• **Uso de la información**
1. Indica si cada afirmación coincide con el texto sobre la muerte de Antoñete: (a) Antoñete tenía 79 años cuando murió; (b) su muerte fue una sorpresa; (c) murió en el hospital Puerta de Hierro de Majadahonda. Responde sí o no y cita las palabras del texto que lo deciden.
2. Prosigue el texto sobre la muerte de Antoñete a partir de su última frase.

• **Texto proporcionado**

«Antoñete» murió en el hospital de Majadahonda y por ello forjó una leyenda vinculada a esta ciudad tan taurina

MANU RAMOS. «Toros: Diez años sin Antoñete. El mítico torero del mechón blanco, paradigma de pureza e icono taurino de la «movida» madrileña a raíz de su reaparición de los años 80, falleció en Majadahonda el 22 de octubre de 2011«. Así titula «El Correo de Andalucía» el reportaje del periodista Álvaro R. Del Moral desde Sevilla este 22 de octubre de 2021 en el que recuerda aquel «ruedo blanco» sanitario que era el hospital majariego Puerta de Hierro como «con la anochecida y el regusto de un festejo amable y triunfal llegó el retorno y la larga cola de coches por la carretera de Sevilla: Coria, Gelves, San Juan… Pero hubo una noticia que no tardó en circular por todos los móviles del toreo. Antoñete había muerto. La narración del festejo cigarrero iba a quedar en segundo plano mientras los plumillas se apresuraban a rescatar la biografía del torero madrileño para trazar su obituario. Chenel había dejado de existir en el hospital Puerta de Hierro de Majadahonda. No pilló de sorpresa: en aquellos días se había venido rumoreando el agravamiento de su estado. Los pulmones del viejo torero del barrio de Las Ventas, mellados a golpes de tabaco y toreo, no podían tener una nueva oportunidad. Tenía 79 años y venía peleando con una bronconeumonía desde hacía mucho tiempo atrás. Su presencia en el palco de comentarista de Canal Plus, también sus intervenciones radiofónicas, se habían ido espaciando a la vez que sus idas y venidas a los hospitales se convertían en constante. No podía haber una vuelta atrás».

• **Extractos de datos**
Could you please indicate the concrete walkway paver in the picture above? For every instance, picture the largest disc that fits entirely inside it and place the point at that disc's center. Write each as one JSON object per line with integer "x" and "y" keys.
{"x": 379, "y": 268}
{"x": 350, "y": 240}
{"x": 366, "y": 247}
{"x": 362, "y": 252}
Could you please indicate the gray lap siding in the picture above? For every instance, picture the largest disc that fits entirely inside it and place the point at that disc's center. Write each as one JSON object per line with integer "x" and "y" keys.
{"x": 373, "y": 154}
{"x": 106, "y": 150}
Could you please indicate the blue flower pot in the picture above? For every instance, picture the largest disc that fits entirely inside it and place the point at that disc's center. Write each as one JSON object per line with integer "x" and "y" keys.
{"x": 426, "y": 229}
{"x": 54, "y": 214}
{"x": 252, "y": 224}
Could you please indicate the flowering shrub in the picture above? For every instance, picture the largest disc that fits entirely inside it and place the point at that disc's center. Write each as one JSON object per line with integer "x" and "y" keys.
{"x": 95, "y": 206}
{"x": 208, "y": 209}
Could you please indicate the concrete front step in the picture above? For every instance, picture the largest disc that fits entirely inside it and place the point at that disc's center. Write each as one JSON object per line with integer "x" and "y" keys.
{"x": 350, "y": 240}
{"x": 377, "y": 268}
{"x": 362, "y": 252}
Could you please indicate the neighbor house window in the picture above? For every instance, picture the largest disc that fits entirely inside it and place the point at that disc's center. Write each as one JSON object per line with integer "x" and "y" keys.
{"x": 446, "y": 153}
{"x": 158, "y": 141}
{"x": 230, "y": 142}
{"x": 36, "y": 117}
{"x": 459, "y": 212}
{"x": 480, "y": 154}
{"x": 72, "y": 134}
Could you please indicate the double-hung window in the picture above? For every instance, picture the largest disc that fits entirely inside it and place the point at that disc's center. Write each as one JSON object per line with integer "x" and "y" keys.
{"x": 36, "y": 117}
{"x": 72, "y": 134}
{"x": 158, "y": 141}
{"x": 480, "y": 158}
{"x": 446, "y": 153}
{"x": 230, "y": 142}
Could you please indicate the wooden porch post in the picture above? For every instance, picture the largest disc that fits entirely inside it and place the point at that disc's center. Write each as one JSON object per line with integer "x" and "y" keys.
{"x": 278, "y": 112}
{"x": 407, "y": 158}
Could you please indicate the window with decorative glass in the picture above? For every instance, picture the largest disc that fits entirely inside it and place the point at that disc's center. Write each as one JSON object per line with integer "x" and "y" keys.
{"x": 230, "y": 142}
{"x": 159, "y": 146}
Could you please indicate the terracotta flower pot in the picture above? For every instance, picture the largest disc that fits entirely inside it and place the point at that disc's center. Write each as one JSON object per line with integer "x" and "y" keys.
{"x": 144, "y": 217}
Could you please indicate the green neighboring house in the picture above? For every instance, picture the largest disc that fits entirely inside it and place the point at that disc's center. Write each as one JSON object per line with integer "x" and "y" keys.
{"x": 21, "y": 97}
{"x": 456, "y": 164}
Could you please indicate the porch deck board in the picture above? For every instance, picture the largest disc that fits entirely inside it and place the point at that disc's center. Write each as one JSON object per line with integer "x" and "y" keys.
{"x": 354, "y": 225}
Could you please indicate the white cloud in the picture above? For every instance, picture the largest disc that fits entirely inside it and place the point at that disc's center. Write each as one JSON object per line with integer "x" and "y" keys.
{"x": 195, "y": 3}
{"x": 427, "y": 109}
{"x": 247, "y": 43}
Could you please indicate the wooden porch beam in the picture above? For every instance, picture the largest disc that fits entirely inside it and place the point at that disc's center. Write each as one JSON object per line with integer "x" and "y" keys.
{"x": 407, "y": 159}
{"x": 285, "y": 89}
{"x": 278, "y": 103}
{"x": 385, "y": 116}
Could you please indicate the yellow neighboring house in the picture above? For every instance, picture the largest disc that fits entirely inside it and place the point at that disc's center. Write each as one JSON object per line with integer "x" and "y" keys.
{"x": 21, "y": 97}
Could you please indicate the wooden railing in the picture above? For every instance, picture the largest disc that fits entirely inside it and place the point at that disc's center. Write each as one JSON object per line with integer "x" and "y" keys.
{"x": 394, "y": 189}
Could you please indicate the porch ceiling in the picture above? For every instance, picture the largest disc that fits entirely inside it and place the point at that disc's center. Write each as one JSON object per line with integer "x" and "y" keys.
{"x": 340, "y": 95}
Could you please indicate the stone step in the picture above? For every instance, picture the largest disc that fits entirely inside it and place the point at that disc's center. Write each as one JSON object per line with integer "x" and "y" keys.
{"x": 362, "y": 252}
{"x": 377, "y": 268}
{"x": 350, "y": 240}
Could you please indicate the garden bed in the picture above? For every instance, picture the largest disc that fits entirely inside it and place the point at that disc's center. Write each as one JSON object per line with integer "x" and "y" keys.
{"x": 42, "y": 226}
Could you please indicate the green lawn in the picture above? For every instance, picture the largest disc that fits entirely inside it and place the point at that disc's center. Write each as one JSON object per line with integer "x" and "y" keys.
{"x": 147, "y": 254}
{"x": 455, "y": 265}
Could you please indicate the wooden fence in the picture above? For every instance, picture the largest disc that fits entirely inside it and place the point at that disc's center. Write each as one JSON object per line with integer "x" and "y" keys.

• **Respuestas por tarea**
1.
(a) Sí: «Tenía 79 años».
(b) No: «No pilló de sorpresa».
(c) Sí: «Chenel había dejado de existir en el hospital Puerta de Hierro de Majadahonda».

2.
Álvaro R. Del Moral

«Antonio Chenel Albadalejo, «Antoñete» en los carteles, había nacido en Madrid en 1932. Su niñez en el barrio de Las Ventas, la cercanía al manejo del ganado junto a su tío, mayoral del coso madrileño, acabarían determinando su íntima vocación torera. En 1946 llegaría el primer traje de luces aunque la alternativa, que tomó en la plaza de Castellón, se haría esperar hasta 1953. Antoñete consiguió pronto vitola de torero ortodoxo, de intérprete clásico de caro concepto aunque las lesiones y las cornadas, también los dientes de sierra de su propia vida, no le auparon al friso de las grandes figuras en aquellos años de forja. El torero del mechón blanco -una de sus señas de identidad- sí se hizo con un aura de bohemia, de matador de culto que tendría que esperar a su madurez para alcanzar la definitiva escalada a la primera fila del toreo», señala el autor del reportaje.

El tabaco acortó una vida que podía haber sido centenaria

Y concluye: «Antoñete se hizo presente en la escena capitalina en un momento de desenfadada vida cultural. No tardó en convertirse en el icono taurino de aquel Madrid que se asomaba a la nueva década con optimismo y descargado de prejuicios. Había sido adoptado como torero de la ’Movida’ y en un lustro prodigioso logró cimentar su definitiva impronta como gran figura del toreo. En 1985 fue testigo de la trágica cornada mortal de José Cubero «Yiyo» en Colmenar Viejo, un jovencísimo amigo y pupilo que le dejó en la más profunda desolación con su muerte. Ese mismo año se preparó su retirada en el ruedo de Madrid, la plaza de su vida, convertida en un acontecimiento en el que las cosas no salieron como se esperaban. Tampoco importó. La afición madrileña lo sacó a hombros del coso venteño recordando que, aquel mismo año, había firmado una de las faenas de su vida al toro ‘Cantinero’, del hierro de Garzón«, dice el autor.